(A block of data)
------------------------------

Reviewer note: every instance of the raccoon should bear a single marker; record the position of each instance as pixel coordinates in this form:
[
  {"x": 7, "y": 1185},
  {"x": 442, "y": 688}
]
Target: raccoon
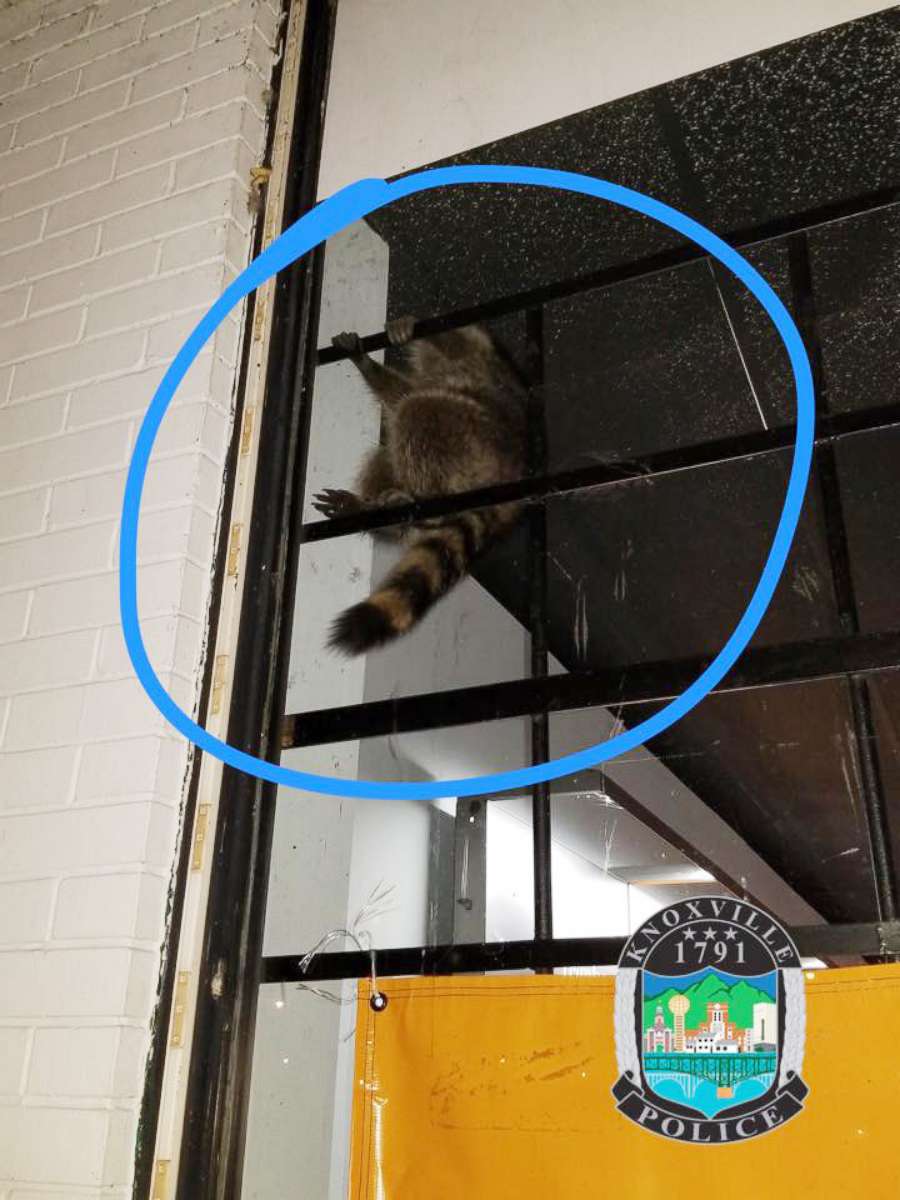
[{"x": 455, "y": 418}]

------------------------------

#### [WHAT THE TASK ASKS]
Write out all of the records above word for word, omitting the pictures.

#### [FINAL ANSWER]
Reviewer note: every instance of the raccoon should bear a single marker; record the position of each instance as pixel coordinates in this form:
[
  {"x": 7, "y": 1185},
  {"x": 442, "y": 688}
]
Target: raccoon
[{"x": 455, "y": 418}]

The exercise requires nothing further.